- LISTING:
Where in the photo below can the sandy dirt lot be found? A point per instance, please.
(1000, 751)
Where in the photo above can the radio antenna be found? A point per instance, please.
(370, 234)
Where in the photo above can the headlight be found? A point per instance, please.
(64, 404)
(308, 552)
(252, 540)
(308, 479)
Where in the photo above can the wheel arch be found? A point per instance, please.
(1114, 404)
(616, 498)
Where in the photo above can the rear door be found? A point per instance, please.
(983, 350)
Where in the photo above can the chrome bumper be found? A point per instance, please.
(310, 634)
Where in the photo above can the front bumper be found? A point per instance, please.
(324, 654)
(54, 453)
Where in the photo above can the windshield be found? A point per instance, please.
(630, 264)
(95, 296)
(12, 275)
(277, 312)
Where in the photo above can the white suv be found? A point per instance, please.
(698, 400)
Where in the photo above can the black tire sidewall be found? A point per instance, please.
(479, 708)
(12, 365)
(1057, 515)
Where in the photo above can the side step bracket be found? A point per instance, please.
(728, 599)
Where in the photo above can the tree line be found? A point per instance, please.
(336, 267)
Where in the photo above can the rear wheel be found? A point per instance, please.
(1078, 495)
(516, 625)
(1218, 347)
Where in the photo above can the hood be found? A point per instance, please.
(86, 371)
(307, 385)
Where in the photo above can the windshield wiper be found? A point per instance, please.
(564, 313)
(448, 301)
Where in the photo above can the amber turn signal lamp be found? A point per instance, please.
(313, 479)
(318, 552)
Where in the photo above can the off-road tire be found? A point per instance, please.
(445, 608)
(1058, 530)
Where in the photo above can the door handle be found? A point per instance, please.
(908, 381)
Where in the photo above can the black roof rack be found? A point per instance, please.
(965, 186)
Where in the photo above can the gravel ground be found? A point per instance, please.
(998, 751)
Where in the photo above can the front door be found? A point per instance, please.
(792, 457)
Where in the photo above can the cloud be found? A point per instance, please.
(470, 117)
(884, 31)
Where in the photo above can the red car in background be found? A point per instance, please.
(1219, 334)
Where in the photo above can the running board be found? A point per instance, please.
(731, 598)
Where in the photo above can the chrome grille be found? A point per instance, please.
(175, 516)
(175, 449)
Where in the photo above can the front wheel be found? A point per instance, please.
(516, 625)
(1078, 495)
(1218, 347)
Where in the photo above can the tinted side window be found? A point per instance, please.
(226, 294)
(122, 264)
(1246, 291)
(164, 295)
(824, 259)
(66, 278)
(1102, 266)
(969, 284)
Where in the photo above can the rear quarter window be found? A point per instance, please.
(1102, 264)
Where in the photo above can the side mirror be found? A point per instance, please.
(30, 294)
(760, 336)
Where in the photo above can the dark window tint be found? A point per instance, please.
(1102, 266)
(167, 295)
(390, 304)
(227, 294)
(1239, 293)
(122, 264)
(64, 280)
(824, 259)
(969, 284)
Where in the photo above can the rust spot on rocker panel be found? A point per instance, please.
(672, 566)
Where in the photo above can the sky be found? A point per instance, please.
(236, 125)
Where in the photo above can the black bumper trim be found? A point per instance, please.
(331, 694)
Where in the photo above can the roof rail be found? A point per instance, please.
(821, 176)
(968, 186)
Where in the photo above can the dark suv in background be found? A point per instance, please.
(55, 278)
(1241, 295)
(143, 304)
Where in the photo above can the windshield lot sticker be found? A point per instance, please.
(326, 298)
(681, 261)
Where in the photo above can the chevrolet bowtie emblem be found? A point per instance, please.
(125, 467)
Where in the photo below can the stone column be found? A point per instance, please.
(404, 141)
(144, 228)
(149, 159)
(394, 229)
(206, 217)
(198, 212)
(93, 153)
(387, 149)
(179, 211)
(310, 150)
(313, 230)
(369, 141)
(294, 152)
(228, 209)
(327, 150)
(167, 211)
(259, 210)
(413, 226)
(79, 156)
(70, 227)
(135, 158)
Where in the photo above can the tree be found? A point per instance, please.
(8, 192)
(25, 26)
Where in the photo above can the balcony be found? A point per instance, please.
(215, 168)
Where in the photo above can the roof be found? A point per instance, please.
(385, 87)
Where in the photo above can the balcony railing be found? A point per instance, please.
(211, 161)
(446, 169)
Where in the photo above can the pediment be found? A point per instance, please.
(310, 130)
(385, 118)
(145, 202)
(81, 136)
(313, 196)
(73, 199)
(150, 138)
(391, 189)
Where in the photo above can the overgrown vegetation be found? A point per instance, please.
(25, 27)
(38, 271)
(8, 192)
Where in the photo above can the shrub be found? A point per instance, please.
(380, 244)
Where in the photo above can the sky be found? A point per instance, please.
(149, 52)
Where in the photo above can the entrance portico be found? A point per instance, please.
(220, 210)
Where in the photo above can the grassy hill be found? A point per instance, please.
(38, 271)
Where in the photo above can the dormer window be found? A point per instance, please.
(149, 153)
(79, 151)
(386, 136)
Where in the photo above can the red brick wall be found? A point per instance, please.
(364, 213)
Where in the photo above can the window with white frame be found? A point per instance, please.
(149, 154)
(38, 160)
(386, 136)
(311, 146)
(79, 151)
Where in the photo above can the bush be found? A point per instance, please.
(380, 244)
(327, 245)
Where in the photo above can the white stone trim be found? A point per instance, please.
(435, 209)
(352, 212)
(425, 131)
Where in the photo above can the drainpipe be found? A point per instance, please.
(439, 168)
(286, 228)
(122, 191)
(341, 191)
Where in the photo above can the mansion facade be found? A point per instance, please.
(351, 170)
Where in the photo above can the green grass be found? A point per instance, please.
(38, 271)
--
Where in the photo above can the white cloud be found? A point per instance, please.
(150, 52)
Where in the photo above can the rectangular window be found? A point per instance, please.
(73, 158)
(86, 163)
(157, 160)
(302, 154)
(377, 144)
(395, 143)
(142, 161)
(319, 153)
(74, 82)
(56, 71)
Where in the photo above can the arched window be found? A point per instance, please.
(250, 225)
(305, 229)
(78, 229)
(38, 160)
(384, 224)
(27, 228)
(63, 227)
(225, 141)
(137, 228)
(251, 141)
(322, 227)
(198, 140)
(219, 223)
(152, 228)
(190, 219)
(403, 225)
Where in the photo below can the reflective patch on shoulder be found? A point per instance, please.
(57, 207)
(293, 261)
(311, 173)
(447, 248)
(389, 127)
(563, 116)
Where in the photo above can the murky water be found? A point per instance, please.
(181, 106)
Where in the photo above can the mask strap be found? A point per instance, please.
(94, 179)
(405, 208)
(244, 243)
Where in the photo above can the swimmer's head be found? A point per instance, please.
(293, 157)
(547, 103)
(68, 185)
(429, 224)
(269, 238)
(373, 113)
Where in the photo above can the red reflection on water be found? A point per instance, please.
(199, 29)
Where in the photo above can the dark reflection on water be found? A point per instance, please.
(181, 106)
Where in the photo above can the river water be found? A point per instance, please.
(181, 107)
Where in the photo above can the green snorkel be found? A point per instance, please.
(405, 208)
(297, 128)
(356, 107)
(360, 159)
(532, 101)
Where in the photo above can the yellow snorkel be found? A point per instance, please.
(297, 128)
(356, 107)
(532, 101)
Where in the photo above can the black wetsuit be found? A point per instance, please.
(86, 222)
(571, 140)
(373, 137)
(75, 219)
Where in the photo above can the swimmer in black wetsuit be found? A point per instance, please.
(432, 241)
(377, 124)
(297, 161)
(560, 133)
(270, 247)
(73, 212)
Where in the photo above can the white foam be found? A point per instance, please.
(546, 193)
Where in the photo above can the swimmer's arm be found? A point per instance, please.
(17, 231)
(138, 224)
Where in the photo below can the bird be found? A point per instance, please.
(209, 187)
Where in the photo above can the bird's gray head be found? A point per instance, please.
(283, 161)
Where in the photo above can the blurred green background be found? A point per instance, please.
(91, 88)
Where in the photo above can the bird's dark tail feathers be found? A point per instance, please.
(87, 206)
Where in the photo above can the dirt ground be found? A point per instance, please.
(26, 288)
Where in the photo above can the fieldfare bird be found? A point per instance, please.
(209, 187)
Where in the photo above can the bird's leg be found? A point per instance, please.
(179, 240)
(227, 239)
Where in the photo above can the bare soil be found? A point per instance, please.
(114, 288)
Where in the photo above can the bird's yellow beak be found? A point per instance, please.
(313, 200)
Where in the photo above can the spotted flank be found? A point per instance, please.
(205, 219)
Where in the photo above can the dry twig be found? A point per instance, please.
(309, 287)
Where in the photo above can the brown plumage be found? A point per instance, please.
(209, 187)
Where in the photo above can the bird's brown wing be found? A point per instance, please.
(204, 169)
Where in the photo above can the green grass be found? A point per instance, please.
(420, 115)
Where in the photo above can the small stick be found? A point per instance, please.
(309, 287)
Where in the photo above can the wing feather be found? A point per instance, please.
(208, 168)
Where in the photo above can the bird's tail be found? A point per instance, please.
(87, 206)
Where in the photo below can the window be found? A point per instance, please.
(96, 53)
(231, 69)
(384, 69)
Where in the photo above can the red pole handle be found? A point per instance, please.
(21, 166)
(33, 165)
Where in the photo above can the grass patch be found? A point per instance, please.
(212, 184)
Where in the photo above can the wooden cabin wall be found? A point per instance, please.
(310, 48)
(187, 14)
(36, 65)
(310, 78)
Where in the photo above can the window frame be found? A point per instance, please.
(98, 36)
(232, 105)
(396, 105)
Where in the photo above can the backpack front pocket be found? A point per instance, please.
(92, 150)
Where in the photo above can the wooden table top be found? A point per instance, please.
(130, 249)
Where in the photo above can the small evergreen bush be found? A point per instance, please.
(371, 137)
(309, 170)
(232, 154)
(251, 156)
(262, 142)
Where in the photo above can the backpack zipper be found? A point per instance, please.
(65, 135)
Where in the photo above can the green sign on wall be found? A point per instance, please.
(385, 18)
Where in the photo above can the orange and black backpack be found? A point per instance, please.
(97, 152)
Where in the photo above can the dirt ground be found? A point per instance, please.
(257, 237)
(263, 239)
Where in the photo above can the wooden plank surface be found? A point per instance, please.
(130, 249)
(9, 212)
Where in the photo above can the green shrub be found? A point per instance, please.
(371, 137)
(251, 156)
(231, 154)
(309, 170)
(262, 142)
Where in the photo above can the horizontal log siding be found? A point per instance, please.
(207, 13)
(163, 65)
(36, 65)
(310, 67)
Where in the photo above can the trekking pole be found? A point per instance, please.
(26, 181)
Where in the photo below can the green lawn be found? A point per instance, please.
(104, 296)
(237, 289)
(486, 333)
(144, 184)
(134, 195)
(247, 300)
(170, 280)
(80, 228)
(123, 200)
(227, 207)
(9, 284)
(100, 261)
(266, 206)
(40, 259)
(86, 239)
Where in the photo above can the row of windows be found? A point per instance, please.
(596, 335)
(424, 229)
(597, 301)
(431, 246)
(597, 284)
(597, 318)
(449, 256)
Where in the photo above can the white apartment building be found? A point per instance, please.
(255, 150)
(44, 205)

- WHAT IS EXPECTED: How many lines of the data above contain the word "chrome"? Reply with the number alone.

- COMPLETE OUTPUT: 2